▶ WHAT IS NEEDED: Please copy out the lines in the entries that contain "green".
━━━━━━━━
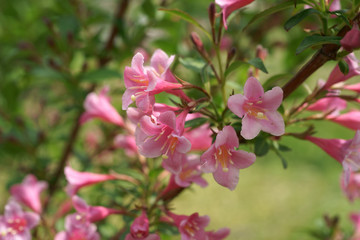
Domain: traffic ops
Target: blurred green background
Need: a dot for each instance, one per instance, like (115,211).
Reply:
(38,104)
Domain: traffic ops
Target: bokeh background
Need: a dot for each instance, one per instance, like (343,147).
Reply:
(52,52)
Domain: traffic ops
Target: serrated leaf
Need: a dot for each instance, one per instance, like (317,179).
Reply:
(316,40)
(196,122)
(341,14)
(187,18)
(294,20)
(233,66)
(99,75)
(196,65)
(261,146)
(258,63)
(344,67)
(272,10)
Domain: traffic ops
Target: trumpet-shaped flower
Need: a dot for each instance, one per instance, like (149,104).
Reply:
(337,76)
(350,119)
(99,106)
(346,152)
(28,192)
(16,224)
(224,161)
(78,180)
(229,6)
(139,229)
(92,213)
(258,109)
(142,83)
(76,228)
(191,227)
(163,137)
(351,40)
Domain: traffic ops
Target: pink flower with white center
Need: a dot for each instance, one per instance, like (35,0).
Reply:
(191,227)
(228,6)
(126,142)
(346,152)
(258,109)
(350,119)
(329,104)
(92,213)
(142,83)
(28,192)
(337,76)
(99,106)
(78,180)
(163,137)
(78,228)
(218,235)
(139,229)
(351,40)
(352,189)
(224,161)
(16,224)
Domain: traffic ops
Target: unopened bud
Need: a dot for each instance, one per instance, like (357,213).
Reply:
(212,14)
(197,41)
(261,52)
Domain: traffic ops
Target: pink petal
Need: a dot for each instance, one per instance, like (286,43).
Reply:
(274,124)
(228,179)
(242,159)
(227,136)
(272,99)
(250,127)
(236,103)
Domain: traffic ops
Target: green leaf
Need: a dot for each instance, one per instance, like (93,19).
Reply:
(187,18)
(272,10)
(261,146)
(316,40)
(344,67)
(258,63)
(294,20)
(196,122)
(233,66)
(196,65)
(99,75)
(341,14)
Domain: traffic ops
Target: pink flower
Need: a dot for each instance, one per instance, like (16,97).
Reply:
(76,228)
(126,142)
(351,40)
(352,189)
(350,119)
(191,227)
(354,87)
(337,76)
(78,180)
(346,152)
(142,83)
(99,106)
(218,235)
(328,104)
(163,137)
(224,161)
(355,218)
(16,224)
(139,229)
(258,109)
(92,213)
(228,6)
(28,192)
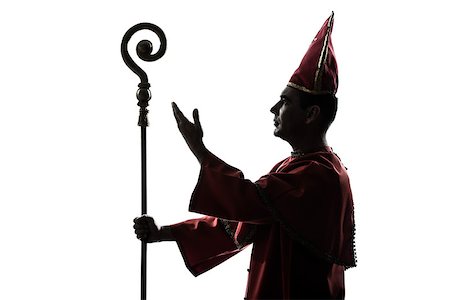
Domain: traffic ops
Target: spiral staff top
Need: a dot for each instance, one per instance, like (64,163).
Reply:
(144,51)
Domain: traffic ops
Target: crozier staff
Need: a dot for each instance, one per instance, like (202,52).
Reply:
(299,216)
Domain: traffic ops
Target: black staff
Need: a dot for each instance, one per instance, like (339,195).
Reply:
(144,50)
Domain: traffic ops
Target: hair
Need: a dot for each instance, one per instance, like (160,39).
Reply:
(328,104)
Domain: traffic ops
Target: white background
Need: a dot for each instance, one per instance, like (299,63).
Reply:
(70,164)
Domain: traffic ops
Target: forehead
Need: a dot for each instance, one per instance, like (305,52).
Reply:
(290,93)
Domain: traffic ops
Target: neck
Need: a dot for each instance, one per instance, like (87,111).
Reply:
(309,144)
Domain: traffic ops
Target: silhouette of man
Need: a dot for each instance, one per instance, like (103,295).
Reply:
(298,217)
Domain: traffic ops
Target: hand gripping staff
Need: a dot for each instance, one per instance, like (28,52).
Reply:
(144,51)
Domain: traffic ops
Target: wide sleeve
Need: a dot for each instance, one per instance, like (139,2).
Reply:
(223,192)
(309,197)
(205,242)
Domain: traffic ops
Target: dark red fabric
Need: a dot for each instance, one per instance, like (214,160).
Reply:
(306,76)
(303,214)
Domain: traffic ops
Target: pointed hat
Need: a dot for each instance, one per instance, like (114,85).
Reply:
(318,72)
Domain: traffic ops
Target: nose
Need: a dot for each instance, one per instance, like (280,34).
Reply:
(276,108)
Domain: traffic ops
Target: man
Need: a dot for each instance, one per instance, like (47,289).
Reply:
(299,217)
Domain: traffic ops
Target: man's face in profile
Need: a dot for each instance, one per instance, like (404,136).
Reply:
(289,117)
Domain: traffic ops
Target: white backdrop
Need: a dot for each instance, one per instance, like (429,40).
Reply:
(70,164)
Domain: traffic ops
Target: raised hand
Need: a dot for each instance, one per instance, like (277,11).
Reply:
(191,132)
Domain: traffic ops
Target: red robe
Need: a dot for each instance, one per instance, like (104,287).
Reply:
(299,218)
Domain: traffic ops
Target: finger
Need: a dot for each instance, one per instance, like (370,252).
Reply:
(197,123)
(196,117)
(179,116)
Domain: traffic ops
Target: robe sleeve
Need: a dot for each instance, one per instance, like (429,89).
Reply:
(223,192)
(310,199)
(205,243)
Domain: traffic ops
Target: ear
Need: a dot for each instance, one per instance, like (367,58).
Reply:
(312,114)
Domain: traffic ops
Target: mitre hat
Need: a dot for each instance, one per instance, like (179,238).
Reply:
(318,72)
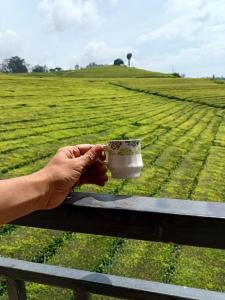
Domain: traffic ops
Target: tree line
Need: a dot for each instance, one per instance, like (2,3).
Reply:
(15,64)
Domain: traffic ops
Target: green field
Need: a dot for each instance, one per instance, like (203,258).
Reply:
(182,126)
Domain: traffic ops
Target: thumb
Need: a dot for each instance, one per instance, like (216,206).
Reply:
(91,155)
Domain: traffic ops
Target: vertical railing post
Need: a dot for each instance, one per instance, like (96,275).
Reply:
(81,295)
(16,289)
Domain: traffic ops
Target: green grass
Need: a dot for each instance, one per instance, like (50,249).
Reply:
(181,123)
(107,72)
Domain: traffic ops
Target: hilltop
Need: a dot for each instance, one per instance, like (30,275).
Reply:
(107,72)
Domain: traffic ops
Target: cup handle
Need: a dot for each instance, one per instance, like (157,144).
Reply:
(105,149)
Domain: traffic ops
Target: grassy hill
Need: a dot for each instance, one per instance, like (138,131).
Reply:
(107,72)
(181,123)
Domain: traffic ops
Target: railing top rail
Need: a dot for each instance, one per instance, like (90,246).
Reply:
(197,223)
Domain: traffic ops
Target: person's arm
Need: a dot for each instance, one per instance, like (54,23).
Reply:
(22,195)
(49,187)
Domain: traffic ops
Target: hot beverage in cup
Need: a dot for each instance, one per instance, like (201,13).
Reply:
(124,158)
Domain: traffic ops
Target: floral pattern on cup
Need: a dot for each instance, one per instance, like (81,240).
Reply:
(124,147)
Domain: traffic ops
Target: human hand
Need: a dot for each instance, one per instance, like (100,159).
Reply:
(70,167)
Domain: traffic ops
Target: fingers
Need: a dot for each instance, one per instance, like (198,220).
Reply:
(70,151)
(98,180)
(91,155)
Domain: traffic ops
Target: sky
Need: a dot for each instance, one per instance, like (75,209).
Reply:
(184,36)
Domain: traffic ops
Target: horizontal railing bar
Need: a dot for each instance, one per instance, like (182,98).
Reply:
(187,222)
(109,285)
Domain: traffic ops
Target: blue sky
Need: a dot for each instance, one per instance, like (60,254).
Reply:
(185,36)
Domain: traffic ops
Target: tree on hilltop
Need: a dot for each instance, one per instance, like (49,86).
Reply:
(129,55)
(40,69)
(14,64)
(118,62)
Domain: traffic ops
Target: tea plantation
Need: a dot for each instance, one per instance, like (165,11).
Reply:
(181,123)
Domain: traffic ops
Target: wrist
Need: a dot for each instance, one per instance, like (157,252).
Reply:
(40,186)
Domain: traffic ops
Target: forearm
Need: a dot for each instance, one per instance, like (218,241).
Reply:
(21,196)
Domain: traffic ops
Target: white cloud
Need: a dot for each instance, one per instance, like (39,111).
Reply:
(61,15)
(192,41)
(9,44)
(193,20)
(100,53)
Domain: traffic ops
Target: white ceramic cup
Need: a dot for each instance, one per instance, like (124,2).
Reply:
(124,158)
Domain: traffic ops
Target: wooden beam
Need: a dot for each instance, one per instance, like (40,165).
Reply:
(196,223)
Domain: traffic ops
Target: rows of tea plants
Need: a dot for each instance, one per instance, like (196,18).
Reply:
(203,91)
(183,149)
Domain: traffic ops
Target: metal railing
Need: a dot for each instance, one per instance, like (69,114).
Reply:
━━━━━━━━
▶ SOLUTION TO THIS EXERCISE:
Target: blurred green background
Target: green leaf
Target: green field
Target: green grass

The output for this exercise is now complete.